◆ Set task a ◆
Name every company or brand mentioned in the article about Tami.

☆ ☆ ☆ ☆ ☆

Because Kenny has been so adamant about Tami keeping the girls away from him and has given that as his reason for lack of involvement; I asked Tami if she intentionally or maybe even subconsciously kept him away from the kids.
“Again, by the time we divorced it [our communication with each other] was really bad. Now we had to try to co-parent and make arrangements for my daughters, who were only 6 and 4 at the time, to see their dad. Kenny wanted me to put my 6 and 4 year old on a plane by themselves and fly them to wherever he was, and I wasn’t okay with that. So, in his mind, I was keeping the kids away from him. In my mind, I was just being a mother and looking out for my children. And so, we could never come to a happy medium,” Tami explained.
Moving forward Tami expressed how she wanted her daughters and Kenny to continue to develop some type of relationship. Although she’s grateful that they have began to do so, she is realistic and knows that it will take baby steps to eventually get to her desired outcome, and that is that Lyric and Jazz will truly know their father as a person and not just in name only.
The Downfall
During the first couple of episodes of Basketball Wives, Tami candidly spoke about going from wife of a professional basketball player to single mother on welfare. During our interview she went on to explain that although she did sign a prenuptial agreement prior to marrying Kenny, that basically said, “what you came with is what you’re leaving with,” that agreement did not apply to their daughters. Kenny did pay a large monthly sum of money for Lyric and Jazz post divorce, for a period of time. However, she admitted that she did not make good financial decisions because she was trying to maintain the lifestyle that she had when she was married to their father; not understanding that the reality was that she was no longer married to their father. Tami described how she let a lot of people take control of her life and in turn, wasn’t making proper maternal decisions for her daughters.
“People would say things like, ‘you can’t live in that house, you need this house,’ or ‘your kids don’t need to be shopping at Target.’ And I allowed all of that to alter my perception of my real reality and that was that I was divorced and a single mother.”
Tami tried to maintain a lifestyle that she admits she didn’t necessarily need and looked up one day and the funds were depleted. Roman holds herself accountable for her financial crisis and insists that she does not blame Kenny for it. She explained that if she had managed her finances the way she should have before Kenny stopped paying child support, there would not have been a downfall, but she didn’t and takes sole responsibility for it.
Basketball Wives
Tami expressed that she was actually approached by VH1 for the first season of Basketball Wives but turned it down because she had worked for 10 years trying to distance herself from the whole reality television genre. She had actually re-entered into corporate America as a financial analyst and would have rather done that than another reality show. However, as she prayed about her journey and what God wanted her to learn from it, she decided that it would be a great opportunity to be a living testimony. She explained how it took her moving through her storm to realize that Kenny was not to blame for everything that has happened to her, but she had to be accountable for her mistakes after their marriage. As a result, she thought that she could perhaps educate others who have experienced or are experiencing similar circumstances.
“I needed for men to see what happens when you’re not emotionally there for your children. I needed for women to see that when you’re in a situation and making money, it’s not about pushing the Louis Vuitton; it’s about investing and making the right choices for the future instead of solely living in that moment,” said Tami.

☆ ☆ ☆ ☆ ☆

◆ Set task b ◆
Rewrite the entries from the line holding "man in grey" through the last line of the entries, inclusive, changing "Wildlife camera" to "Trail camera" and leaving everything else unchanged.

◆ Supplied records ◆

☆ ☆ ☆ ☆ ☆

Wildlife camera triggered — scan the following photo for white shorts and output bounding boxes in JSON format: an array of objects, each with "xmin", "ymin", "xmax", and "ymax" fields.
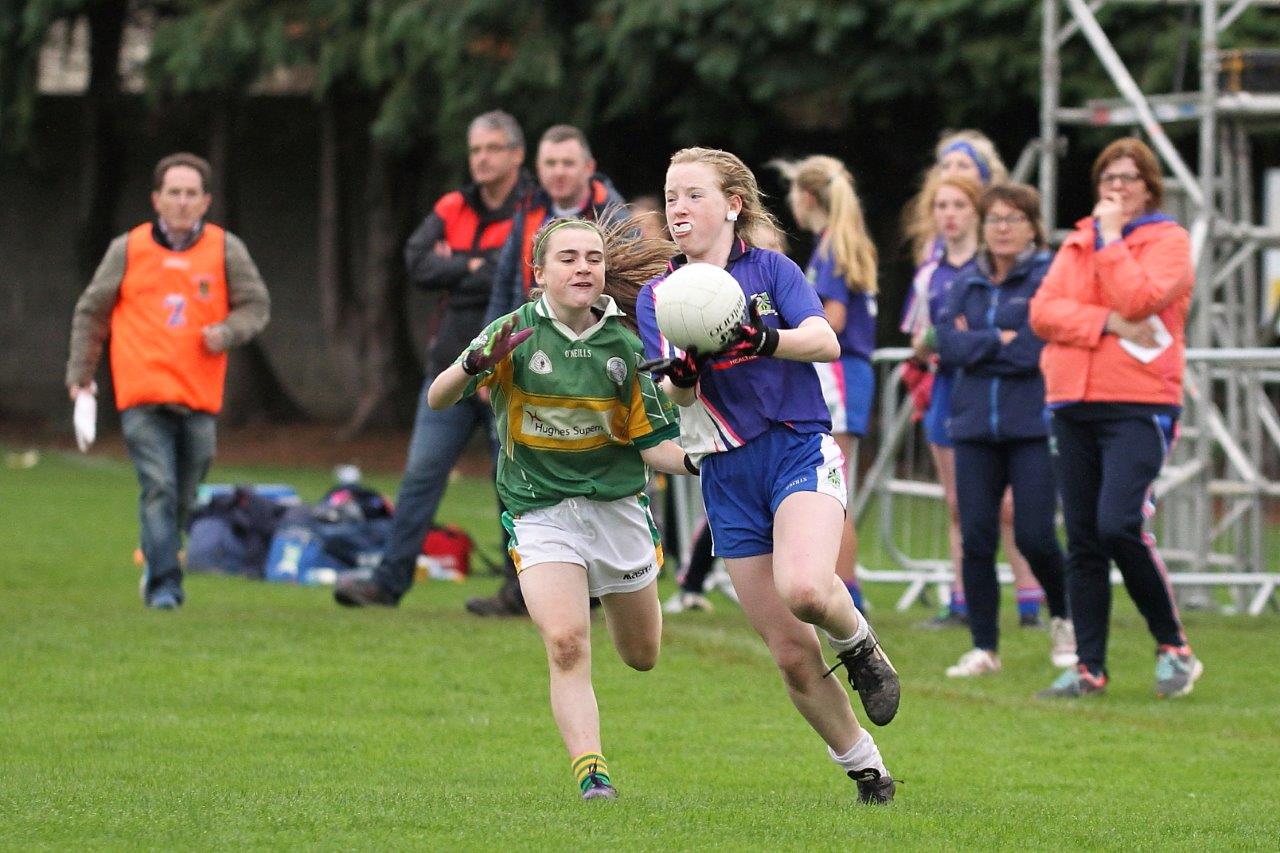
[{"xmin": 502, "ymin": 494, "xmax": 662, "ymax": 596}]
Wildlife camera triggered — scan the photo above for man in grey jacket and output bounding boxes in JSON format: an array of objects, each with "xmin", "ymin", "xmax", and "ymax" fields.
[
  {"xmin": 333, "ymin": 110, "xmax": 531, "ymax": 607},
  {"xmin": 67, "ymin": 154, "xmax": 270, "ymax": 610}
]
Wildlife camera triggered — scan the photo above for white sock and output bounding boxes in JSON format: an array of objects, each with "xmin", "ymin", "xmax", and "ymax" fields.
[
  {"xmin": 823, "ymin": 613, "xmax": 872, "ymax": 652},
  {"xmin": 827, "ymin": 729, "xmax": 888, "ymax": 776}
]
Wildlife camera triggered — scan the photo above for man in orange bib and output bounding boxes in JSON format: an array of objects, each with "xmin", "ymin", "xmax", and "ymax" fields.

☆ ☆ ☆ ☆ ☆

◆ Full solution a ◆
VH1, Target, Louis Vuitton

◆ Full solution b ◆
Trail camera triggered — scan the photo above for man in grey jacket and output bounding boxes in JSON format: an array of objects, each with "xmin", "ymin", "xmax", and "ymax" fields.
[
  {"xmin": 333, "ymin": 110, "xmax": 531, "ymax": 607},
  {"xmin": 67, "ymin": 154, "xmax": 270, "ymax": 610}
]
Trail camera triggered — scan the photo above for white sock and output bounding boxes in JSON format: an array of objects, each with "xmin", "ymin", "xmax", and "ymax" fields.
[
  {"xmin": 823, "ymin": 613, "xmax": 872, "ymax": 652},
  {"xmin": 827, "ymin": 729, "xmax": 888, "ymax": 776}
]
Trail camera triggered — scan the photo above for man in orange bib and output bounding boxes in JSON format: an array of objects, each with "xmin", "ymin", "xmax", and "ymax" fields.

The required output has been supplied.